> _Your objective_: The entries below should be quoted exactly, with no pictures carried over.

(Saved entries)
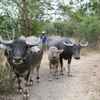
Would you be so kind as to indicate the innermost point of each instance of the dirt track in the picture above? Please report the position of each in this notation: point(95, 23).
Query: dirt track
point(84, 85)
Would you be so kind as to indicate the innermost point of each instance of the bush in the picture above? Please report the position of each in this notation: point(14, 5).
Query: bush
point(6, 77)
point(89, 30)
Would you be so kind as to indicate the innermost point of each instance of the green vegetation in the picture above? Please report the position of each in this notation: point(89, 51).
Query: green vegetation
point(30, 17)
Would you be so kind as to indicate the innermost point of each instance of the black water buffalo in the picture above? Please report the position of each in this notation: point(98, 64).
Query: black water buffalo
point(24, 56)
point(69, 49)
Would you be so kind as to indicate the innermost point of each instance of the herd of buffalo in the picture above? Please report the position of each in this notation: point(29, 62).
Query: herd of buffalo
point(25, 54)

> _Response box_:
Would you be so kind as to indicate the innermost point of each instance of the dirt track in the picture above? Please report the position of each in this notation: point(95, 23).
Query: dirt track
point(84, 85)
Would you be so kind as to indicate the innermost point of each instance of the bush in the picture above? Please report the position of each in this notation: point(14, 5).
Query: bush
point(6, 77)
point(89, 30)
Would you be so kind as to indicate the innermost point of each instance of the green vegetation in the picture above? Please report the position of each in this notation: point(89, 51).
Query: green vegetation
point(30, 17)
Would you be so kind as to indicate the innermost point of each instance of the black water buffalo in the picture above? Please report the position of each in this notation: point(98, 64).
Query: black water buffalo
point(24, 56)
point(69, 49)
Would you be so kind as to indicate the innermost point of each instance of the herd of buffalo in the picture above? Please report the position of each in this notation: point(29, 62).
Query: herd of buffalo
point(25, 54)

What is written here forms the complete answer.